▶ [Task to carry out] Count the lines below that contain the word "gray" and give only the number.

▶ [Exercise materials]
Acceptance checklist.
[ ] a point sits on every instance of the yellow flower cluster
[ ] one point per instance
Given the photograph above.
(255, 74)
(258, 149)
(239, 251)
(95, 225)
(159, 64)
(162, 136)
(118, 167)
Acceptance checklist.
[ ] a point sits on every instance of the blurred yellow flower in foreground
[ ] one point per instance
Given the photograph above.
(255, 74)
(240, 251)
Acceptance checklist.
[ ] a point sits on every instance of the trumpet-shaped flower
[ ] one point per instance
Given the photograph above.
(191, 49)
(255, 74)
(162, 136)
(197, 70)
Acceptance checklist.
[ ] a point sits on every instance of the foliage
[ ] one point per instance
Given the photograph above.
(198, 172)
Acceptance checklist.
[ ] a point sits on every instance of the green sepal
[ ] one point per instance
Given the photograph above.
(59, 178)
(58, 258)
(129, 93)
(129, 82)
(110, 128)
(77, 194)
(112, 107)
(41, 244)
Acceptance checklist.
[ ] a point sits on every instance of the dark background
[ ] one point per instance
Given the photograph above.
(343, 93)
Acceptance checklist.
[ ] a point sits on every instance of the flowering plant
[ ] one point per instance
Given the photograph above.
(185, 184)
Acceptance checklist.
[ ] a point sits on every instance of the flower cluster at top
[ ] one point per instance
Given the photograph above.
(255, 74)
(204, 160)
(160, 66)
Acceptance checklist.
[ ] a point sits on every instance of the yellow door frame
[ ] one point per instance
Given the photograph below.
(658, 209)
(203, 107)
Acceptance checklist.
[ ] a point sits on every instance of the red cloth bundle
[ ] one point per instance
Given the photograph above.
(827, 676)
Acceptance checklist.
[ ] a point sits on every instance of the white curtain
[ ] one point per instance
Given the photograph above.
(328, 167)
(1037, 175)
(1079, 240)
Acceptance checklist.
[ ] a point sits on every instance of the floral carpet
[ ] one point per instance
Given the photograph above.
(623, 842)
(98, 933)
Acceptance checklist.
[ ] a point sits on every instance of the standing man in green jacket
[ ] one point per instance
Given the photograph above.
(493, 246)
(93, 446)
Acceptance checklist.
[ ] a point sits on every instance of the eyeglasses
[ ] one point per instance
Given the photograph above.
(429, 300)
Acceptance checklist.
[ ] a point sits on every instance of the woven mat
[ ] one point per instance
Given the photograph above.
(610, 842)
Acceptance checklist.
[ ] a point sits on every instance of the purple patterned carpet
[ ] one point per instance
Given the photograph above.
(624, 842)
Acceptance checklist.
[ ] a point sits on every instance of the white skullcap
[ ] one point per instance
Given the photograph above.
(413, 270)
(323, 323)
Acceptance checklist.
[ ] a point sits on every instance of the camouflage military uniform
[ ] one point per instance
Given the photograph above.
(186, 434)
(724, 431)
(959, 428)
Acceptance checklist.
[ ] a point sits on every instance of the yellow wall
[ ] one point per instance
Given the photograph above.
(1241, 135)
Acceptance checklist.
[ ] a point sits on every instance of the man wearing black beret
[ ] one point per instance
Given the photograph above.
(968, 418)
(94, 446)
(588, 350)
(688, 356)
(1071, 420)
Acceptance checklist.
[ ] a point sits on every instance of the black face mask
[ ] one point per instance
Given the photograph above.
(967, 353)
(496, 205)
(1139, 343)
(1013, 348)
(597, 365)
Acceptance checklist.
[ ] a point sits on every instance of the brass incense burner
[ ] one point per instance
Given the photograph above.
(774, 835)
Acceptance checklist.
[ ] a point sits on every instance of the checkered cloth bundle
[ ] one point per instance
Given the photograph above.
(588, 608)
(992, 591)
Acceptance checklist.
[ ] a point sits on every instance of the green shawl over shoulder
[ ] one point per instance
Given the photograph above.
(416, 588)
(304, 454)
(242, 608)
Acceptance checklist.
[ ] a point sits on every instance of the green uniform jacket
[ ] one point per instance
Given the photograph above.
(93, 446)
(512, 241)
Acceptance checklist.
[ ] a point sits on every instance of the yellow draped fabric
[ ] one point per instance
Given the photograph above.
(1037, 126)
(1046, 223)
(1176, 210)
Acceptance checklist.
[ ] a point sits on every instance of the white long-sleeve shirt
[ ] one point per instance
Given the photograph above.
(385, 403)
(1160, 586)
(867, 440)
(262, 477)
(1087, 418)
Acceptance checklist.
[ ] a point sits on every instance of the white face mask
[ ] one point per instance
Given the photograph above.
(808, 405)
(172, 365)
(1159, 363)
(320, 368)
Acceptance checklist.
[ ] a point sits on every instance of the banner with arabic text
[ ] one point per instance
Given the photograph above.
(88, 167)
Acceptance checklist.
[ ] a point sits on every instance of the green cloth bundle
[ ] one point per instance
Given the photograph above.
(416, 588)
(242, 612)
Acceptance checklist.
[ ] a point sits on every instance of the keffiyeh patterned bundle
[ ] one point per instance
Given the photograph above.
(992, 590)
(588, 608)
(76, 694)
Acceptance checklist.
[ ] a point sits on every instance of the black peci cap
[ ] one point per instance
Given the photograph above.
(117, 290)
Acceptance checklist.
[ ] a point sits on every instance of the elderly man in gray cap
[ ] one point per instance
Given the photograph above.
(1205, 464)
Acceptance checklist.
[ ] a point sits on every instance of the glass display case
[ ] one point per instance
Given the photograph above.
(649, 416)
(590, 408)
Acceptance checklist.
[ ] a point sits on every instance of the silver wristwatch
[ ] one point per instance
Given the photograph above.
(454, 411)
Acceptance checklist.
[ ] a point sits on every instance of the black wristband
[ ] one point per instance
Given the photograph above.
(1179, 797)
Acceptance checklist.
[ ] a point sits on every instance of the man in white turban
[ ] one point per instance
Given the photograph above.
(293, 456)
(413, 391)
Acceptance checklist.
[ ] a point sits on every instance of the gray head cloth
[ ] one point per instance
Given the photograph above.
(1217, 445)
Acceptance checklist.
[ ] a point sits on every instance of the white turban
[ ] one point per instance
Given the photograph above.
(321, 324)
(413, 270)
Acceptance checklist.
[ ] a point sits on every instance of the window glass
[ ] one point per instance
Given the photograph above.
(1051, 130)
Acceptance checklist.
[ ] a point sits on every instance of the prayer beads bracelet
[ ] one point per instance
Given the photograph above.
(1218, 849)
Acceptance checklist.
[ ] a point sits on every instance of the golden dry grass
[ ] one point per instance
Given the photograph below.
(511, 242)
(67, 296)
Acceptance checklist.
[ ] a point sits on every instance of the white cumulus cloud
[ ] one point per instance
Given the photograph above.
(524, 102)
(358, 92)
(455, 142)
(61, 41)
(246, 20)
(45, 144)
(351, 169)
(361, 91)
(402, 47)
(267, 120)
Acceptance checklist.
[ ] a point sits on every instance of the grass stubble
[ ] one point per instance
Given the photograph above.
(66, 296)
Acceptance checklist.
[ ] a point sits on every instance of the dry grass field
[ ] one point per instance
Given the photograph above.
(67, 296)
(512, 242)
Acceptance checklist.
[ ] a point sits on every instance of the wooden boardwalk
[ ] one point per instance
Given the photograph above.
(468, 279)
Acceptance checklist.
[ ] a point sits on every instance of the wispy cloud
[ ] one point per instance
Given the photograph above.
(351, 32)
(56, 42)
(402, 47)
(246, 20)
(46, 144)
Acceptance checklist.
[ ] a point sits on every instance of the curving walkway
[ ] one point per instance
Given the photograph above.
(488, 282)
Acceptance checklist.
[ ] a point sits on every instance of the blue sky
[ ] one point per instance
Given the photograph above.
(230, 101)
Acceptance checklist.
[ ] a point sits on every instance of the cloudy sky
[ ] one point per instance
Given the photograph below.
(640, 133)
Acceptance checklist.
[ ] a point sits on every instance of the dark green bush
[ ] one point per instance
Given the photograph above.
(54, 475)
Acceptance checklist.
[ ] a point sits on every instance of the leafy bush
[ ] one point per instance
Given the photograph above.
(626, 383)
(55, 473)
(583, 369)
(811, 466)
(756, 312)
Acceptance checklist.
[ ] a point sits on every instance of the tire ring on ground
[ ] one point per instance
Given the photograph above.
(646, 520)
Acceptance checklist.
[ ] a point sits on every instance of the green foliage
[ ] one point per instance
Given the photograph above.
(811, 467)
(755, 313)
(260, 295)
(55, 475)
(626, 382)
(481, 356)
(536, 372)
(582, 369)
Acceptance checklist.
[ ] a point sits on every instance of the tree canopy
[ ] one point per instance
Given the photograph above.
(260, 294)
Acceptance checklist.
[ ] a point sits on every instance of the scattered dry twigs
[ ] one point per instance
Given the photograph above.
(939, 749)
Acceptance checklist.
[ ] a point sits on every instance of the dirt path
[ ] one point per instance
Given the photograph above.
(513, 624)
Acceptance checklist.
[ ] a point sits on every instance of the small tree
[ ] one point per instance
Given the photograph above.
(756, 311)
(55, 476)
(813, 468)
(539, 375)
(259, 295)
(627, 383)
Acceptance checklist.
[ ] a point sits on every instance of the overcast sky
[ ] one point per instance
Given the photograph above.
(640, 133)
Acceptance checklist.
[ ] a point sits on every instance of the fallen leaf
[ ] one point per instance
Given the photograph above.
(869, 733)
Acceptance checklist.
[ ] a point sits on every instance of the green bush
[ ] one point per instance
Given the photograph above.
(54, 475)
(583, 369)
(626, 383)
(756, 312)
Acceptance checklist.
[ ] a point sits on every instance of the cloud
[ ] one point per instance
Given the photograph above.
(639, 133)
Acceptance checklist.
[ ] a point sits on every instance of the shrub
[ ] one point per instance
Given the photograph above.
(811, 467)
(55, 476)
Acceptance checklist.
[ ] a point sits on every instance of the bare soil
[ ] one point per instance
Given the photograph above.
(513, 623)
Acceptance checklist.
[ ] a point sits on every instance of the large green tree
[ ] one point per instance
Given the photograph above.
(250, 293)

▶ [Correct result] 2